◆ Work task ◆
Output every line from the beginning of the records through the line that contains "Put a point on every instance of the boy's nose;", exactly as it appears.

Collected data entries
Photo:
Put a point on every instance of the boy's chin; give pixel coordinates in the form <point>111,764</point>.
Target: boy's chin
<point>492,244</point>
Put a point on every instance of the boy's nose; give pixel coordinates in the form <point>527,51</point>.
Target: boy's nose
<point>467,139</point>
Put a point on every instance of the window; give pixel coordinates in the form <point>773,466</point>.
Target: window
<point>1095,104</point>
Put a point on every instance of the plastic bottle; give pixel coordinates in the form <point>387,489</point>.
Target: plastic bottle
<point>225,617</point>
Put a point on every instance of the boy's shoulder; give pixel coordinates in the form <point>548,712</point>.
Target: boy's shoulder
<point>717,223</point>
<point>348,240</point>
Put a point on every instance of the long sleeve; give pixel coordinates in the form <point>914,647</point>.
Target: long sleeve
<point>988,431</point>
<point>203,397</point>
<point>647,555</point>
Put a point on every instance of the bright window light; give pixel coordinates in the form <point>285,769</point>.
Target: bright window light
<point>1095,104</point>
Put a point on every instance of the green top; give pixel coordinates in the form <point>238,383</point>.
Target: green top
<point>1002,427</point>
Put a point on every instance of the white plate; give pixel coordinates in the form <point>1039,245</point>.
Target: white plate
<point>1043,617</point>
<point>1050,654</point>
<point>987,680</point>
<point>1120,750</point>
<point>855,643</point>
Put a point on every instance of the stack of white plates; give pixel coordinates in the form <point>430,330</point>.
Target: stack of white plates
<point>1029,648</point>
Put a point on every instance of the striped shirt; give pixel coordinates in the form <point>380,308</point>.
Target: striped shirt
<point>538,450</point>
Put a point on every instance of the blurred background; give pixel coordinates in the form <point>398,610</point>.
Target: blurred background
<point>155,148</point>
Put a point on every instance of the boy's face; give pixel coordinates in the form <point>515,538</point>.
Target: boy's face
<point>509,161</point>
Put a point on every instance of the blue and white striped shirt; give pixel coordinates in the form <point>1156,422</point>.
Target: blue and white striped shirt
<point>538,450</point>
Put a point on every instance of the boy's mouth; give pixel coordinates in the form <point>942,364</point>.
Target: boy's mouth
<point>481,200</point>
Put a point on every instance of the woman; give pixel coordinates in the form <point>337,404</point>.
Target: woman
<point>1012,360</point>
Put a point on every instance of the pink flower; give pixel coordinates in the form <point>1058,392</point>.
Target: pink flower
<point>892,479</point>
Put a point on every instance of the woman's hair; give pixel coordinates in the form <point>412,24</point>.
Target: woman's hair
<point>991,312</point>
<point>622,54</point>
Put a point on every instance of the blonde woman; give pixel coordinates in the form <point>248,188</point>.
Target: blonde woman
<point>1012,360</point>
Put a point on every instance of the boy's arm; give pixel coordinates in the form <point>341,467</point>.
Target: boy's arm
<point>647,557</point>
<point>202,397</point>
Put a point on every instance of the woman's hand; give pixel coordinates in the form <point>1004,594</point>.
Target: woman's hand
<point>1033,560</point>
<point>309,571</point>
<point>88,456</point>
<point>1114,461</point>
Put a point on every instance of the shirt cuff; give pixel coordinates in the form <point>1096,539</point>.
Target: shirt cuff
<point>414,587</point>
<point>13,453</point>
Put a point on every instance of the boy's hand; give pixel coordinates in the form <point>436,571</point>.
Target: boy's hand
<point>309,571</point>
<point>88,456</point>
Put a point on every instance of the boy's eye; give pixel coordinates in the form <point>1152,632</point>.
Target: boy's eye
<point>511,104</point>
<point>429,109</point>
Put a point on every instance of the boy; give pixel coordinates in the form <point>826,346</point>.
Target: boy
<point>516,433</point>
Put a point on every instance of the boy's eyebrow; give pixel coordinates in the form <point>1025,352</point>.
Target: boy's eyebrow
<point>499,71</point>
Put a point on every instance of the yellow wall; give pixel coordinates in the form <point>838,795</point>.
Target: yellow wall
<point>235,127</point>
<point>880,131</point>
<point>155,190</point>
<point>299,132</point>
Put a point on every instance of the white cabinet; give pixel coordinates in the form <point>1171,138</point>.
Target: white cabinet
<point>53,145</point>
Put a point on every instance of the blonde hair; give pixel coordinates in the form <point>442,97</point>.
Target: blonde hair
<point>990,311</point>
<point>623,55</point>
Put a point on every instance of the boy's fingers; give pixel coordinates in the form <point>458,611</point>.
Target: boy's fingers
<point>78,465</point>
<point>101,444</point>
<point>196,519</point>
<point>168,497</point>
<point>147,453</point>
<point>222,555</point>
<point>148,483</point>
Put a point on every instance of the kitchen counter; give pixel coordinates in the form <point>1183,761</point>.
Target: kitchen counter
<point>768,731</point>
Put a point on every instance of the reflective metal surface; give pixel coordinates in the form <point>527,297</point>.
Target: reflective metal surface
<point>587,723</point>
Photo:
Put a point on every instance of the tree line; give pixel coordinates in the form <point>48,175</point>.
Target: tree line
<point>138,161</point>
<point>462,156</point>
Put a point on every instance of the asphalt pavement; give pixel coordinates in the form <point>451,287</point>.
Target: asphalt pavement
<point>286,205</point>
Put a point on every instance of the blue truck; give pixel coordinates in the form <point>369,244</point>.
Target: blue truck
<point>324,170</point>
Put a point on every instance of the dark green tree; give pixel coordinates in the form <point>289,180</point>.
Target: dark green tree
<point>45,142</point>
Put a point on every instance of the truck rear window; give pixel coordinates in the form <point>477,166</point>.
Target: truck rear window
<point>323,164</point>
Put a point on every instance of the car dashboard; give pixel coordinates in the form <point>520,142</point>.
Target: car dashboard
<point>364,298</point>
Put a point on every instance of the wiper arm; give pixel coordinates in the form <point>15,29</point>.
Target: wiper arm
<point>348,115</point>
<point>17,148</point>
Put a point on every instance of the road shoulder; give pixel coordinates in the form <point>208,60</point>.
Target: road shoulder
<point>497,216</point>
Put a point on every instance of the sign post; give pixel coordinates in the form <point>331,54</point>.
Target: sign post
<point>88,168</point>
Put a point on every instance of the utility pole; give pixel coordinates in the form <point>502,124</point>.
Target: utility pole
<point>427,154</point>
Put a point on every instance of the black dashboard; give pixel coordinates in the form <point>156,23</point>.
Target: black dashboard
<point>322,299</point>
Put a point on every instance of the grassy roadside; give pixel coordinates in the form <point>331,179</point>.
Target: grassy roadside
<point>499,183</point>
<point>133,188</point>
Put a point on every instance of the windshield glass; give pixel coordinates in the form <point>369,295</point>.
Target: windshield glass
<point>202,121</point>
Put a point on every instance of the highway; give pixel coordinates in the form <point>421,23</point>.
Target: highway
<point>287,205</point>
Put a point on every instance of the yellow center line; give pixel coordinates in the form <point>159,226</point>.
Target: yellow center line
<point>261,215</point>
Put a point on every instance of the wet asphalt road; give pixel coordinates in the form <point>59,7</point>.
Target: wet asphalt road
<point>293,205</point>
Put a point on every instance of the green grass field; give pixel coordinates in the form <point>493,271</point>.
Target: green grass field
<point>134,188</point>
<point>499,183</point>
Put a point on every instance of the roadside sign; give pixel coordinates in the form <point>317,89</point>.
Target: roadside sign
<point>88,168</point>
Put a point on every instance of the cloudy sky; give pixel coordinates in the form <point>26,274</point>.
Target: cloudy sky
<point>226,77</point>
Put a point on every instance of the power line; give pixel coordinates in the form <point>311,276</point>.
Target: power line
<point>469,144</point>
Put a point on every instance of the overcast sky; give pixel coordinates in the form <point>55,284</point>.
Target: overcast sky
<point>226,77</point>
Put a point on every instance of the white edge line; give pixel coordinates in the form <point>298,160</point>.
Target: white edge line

◆ Exercise solution ◆
Photo:
Put a point on every instance of the boy's chin; give pixel coordinates in the form <point>111,764</point>.
Target: boy's chin
<point>492,244</point>
Put a point on every instance of the boy's nose; give pixel coordinates in the form <point>527,51</point>.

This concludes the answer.